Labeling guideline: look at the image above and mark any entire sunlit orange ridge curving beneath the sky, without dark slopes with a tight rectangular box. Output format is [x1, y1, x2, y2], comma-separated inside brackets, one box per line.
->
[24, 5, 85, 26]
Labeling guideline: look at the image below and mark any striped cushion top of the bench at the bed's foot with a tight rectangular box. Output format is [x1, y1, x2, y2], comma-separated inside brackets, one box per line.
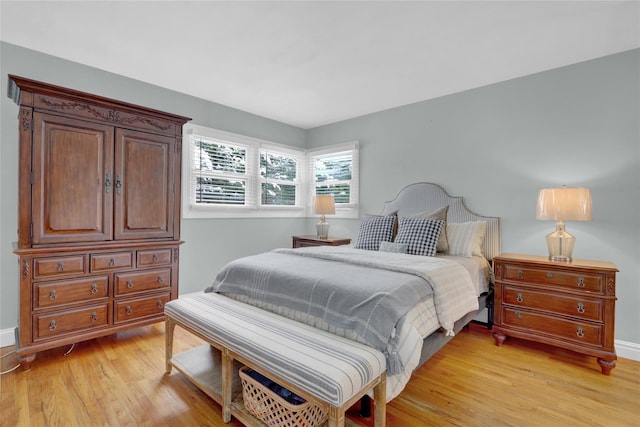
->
[165, 292, 386, 407]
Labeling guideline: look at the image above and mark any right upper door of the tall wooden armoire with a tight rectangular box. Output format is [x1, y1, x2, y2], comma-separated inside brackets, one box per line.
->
[114, 129, 177, 240]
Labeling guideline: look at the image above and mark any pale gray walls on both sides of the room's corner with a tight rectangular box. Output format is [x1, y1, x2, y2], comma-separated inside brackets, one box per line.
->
[0, 43, 640, 344]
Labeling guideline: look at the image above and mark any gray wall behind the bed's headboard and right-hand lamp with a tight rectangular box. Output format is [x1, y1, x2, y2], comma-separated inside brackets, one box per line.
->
[307, 50, 640, 343]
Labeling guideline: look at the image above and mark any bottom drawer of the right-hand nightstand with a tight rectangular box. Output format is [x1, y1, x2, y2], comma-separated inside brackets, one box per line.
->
[502, 307, 603, 347]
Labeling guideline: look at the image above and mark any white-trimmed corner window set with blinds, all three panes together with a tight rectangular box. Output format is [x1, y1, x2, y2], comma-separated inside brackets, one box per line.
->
[182, 125, 358, 218]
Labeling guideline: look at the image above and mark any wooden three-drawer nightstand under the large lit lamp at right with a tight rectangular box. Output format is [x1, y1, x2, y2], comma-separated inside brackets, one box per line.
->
[493, 254, 618, 375]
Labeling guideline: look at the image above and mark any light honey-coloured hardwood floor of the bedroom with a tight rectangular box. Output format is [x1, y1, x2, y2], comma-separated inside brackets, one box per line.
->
[0, 324, 640, 427]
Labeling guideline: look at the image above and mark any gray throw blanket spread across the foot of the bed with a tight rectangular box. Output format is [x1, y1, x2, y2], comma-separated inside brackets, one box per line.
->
[205, 250, 433, 375]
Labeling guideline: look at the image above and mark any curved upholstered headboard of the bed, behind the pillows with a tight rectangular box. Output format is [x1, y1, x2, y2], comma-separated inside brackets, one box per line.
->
[382, 182, 500, 260]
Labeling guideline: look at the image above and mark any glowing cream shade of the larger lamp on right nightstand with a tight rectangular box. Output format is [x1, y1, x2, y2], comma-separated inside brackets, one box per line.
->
[536, 186, 591, 221]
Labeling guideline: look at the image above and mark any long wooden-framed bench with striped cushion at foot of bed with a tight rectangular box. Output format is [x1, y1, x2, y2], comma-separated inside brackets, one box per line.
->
[165, 292, 386, 427]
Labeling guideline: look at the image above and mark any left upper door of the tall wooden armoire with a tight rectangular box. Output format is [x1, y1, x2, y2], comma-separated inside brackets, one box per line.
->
[31, 112, 113, 245]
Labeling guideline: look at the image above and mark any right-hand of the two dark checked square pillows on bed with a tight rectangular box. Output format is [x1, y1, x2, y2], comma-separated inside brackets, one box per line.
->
[394, 218, 444, 256]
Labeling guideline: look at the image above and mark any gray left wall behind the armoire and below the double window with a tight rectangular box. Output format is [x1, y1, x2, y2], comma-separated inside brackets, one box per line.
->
[0, 42, 310, 338]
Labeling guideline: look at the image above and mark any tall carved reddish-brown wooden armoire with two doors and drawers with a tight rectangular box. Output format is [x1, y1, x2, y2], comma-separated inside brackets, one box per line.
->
[8, 75, 190, 370]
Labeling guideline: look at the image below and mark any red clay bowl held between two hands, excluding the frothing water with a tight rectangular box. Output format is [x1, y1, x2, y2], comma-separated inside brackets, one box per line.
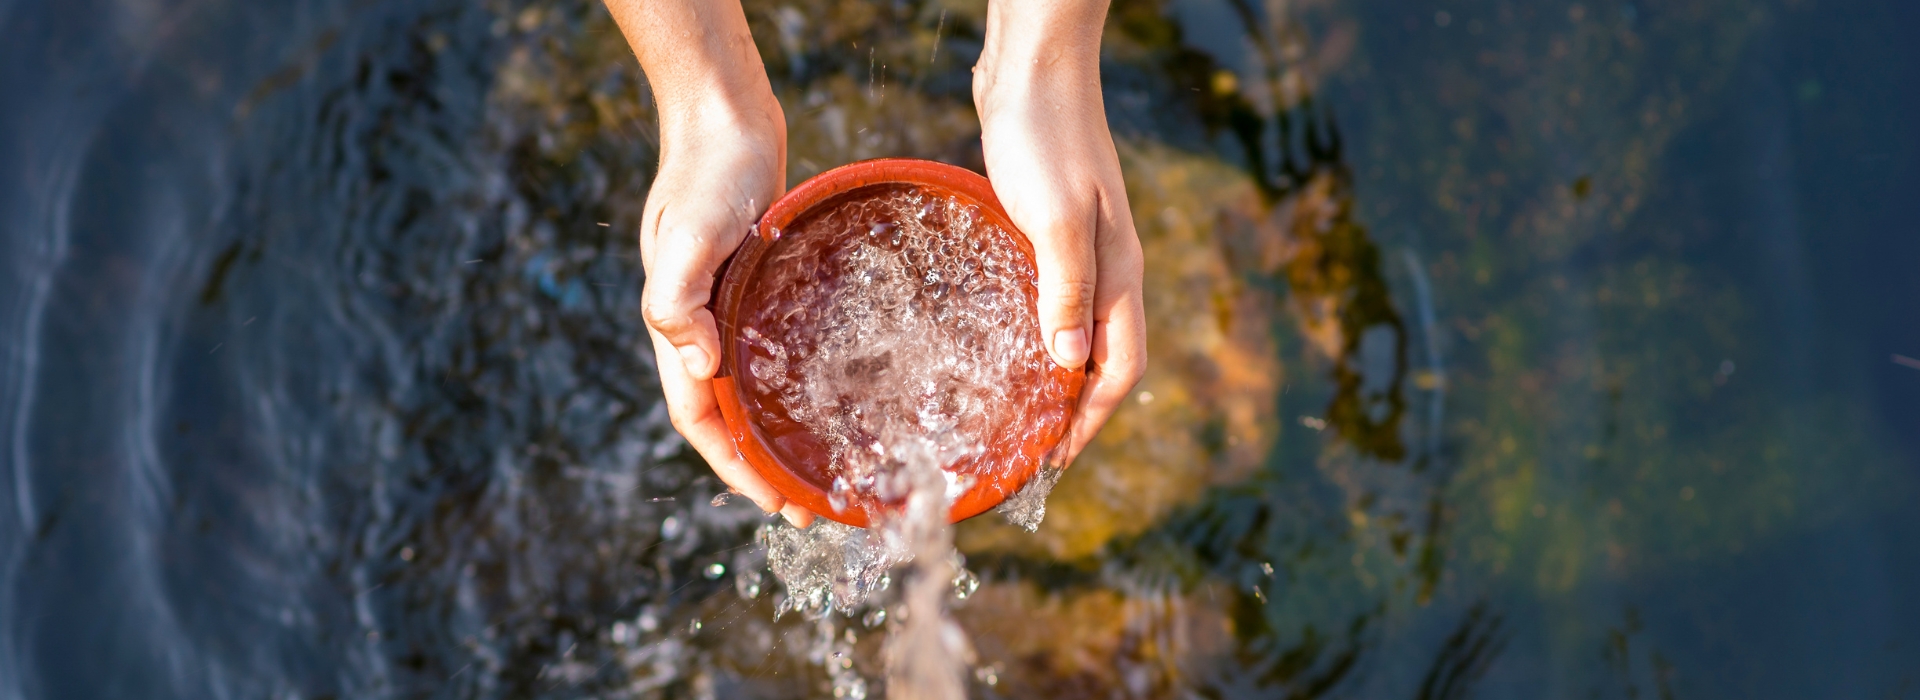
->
[712, 159, 1087, 527]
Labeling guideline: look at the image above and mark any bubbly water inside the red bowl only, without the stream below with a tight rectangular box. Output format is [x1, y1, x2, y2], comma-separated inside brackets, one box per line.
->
[743, 188, 1071, 508]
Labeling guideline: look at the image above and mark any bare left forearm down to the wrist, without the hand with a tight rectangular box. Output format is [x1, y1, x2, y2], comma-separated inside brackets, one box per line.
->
[607, 0, 785, 144]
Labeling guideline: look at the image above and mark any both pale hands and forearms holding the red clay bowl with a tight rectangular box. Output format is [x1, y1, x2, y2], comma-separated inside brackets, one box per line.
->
[607, 0, 1146, 527]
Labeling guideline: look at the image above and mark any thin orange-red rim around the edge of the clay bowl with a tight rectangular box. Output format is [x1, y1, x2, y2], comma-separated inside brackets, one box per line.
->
[708, 157, 1087, 527]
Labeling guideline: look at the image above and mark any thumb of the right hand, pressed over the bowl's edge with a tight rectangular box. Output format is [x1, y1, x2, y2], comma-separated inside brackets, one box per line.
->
[1002, 187, 1098, 370]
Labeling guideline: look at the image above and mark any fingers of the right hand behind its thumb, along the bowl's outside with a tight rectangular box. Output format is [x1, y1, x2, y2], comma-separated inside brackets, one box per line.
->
[1068, 211, 1146, 462]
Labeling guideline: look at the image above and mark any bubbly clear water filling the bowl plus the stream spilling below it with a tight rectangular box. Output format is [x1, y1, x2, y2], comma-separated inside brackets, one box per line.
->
[743, 188, 1069, 698]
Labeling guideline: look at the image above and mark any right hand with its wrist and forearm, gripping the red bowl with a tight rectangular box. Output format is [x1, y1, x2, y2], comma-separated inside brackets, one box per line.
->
[973, 0, 1146, 462]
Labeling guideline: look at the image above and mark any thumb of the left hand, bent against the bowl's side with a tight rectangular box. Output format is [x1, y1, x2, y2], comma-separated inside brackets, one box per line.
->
[639, 215, 739, 380]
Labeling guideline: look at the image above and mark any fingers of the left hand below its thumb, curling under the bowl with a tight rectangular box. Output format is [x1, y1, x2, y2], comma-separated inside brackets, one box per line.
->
[649, 332, 787, 512]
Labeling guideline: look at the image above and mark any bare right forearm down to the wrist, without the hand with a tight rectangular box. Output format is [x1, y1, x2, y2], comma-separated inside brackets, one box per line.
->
[973, 0, 1108, 111]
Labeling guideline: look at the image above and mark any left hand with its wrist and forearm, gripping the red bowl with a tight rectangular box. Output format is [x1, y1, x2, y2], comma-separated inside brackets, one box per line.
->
[607, 0, 814, 527]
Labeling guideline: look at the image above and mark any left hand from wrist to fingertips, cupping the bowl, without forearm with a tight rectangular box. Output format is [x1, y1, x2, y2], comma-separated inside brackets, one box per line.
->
= = =
Retype all the material word for word while skipping any picture it contains.

TASK RESULT:
Labeling guideline: look at the image above and mark any entire sunlit orange ridge curving beneath the sky, without dark slopes with a tight rectangular box. Output format is [x1, y1, x2, y2], comma-separated inside brackets, one box per line.
->
[24, 5, 85, 26]
Labeling guideline: look at the image below and mark any striped cushion top of the bench at the bed's foot with a tight rectangular box. Output format is [x1, y1, x2, y2], comma-separated inside brackets, one box per line.
->
[165, 292, 386, 407]
Labeling guideline: look at the image above and mark any right upper door of the tall wooden armoire with a tight rectangular box. Output format is [x1, y1, x2, y2], comma-separated inside brackets, one box per line.
->
[114, 129, 177, 240]
Labeling guideline: look at the image above and mark any pale gray walls on both sides of the room's corner with a tight rectangular box. Output format is [x1, y1, x2, y2], comma-separated inside brackets, one box per line.
->
[0, 43, 640, 344]
Labeling guideline: look at the image above and mark any gray wall behind the bed's headboard and right-hand lamp with a tight rectangular box. Output format is [x1, y1, x2, y2], comma-separated inside brackets, one box per line.
->
[307, 50, 640, 343]
Labeling guideline: look at the image above and mark any bottom drawer of the right-hand nightstand with a tight rectangular box. Output format is [x1, y1, x2, y2], comma-separated inside brackets, one box per line.
->
[502, 307, 603, 347]
Labeling guideline: look at the image above and mark any white-trimmed corner window set with blinds, all three panes together with a tight rectangular box. Output format is [x1, y1, x2, y2], comma-separated inside brackets, one box per line.
->
[182, 125, 358, 218]
Labeling guideline: look at the image above and mark any wooden three-drawer nightstand under the large lit lamp at right with a tight rectangular box. Output format is [x1, y1, x2, y2], comma-separated inside brackets, one box per line.
->
[493, 254, 618, 375]
Labeling guideline: look at the image above and mark any light honey-coloured hardwood floor of the bedroom with a tight rectangular box. Output format is [x1, y1, x2, y2], comma-separated inside brackets, one box per line.
->
[0, 324, 640, 427]
Labeling guideline: look at the image above and mark any gray throw blanket spread across the foot of the bed with a tight rectangular box. Output format is [x1, y1, x2, y2], comma-separated inside brackets, one box per line.
->
[205, 250, 433, 375]
Labeling guideline: look at the image above and mark any curved upholstered headboard of the bed, behind the pillows with a tight rectangular box. Output format is [x1, y1, x2, y2], comma-separated inside brackets, one box per line.
->
[382, 182, 500, 260]
Labeling guideline: look at the image above and mark any glowing cream shade of the larger lamp on right nightstand with a tight rectangular box. Output format is [x1, y1, x2, y2], comma-separated inside brackets, one box per line.
->
[536, 186, 591, 221]
Labeling guideline: look at the image above and mark any long wooden-framed bench with striped cushion at foot of bed with a tight rectangular box. Output format is [x1, y1, x2, y2], comma-separated inside brackets, one box per line.
->
[165, 292, 386, 427]
Labeling guideline: look at the image above and mark any left upper door of the tall wooden armoire with a tight rectangular box. Output format is [x1, y1, x2, y2], comma-separated inside brackets, one box per line.
->
[31, 112, 113, 245]
Labeling guideline: look at the image above and mark any right-hand of the two dark checked square pillows on bed with a tight rectangular box. Output format is [x1, y1, x2, y2], comma-separated inside brackets, one box per line.
->
[394, 218, 444, 256]
Labeling guideline: look at the image above and mark any gray left wall behind the armoire and below the double window with a tight rectangular box. Output format is [x1, y1, x2, y2], comma-separated inside brackets, one box per line.
->
[0, 42, 310, 338]
Labeling guideline: look at the image above and mark any tall carved reddish-brown wooden armoire with two doors and drawers with a tight rectangular box. Output format is [x1, y1, x2, y2], comma-separated inside brackets, one box per line.
->
[8, 75, 190, 370]
Labeling guideline: look at the image below and mark any red clay bowl held between two hands, excluding the frothing water with a tight rectangular box. Output format is [x1, y1, x2, y2], comma-separated inside brackets, one box per line.
->
[712, 159, 1087, 527]
Labeling guideline: look at the image above and mark any bubbly water inside the red bowl only, without the stream below with a tight rectangular box. Output format is [x1, y1, x2, y2], comma-separated inside brackets, one box per line.
->
[743, 188, 1071, 508]
Labeling guideline: look at the image above and mark any bare left forearm down to the wrist, without the hand with a tight rectangular box. Output format is [x1, y1, x2, y2], comma-separated inside brackets, one box per line.
->
[607, 0, 785, 144]
Labeling guideline: look at the image above and mark any both pale hands and forearms holding the red clay bowl with a tight rectangular box. Output format is [x1, y1, x2, y2], comma-separated inside brackets, one box per line.
->
[607, 0, 1146, 527]
Labeling guideline: look at the image above and mark any thin orange-red rim around the edge of the clay bowl with a tight rectangular box. Output format is [x1, y1, x2, y2], comma-separated inside brackets, one box per line.
->
[708, 157, 1087, 527]
Labeling guideline: look at the image above and mark any thumb of the right hand, pressed over the bowl's edge with a tight rectangular box. Output format is [x1, y1, x2, y2], comma-separated inside brackets, one box per line.
->
[1002, 187, 1098, 370]
Labeling guideline: look at the image above and mark any fingers of the right hand behind its thumb, along the bowl's outside with a tight rectangular box. Output format is [x1, y1, x2, y2], comma-separated inside brackets, one box per line.
->
[1068, 211, 1146, 462]
Labeling guideline: look at the image above and mark any bubbly clear water filling the bowl plus the stream spilling below it with a tight rectangular box. Output format is [x1, y1, x2, y2], comma-separated inside brackets, one box per line.
->
[743, 188, 1069, 698]
Labeling guideline: look at the image above and mark any right hand with its wrist and forearm, gripping the red bowl with a tight rectangular box. Output format is [x1, y1, x2, y2], comma-separated inside brackets, one box per line.
->
[973, 0, 1146, 462]
Labeling guideline: look at the image above and mark any thumb of the left hand, bent against the bowl's side with a tight rectangular box. Output format is [x1, y1, x2, y2], comma-separated inside brackets, one box per line.
->
[639, 215, 739, 380]
Labeling guideline: look at the image above and mark any fingers of the left hand below its thumb, curling under the bowl with a tight rectangular box. Output format is [x1, y1, x2, y2], comma-separated inside brackets, one box per line.
->
[649, 332, 787, 512]
Labeling guideline: look at the image above and mark any bare right forearm down to the wrist, without the hand with a tight rectangular box. Output format is [x1, y1, x2, y2], comma-separated inside brackets, one box per line.
->
[973, 0, 1108, 111]
Labeling guideline: look at the image above and mark any left hand with its wrist and forearm, gripping the red bowl with a tight rectangular box. Output format is [x1, y1, x2, y2], comma-separated inside brackets, one box per line.
->
[607, 0, 814, 527]
Labeling guideline: look at the image above and mark any left hand from wrist to fingertips, cupping the bowl, without forearm with a tight rectangular box. Output format is [x1, y1, x2, y2], comma-separated inside brackets, one box per line.
->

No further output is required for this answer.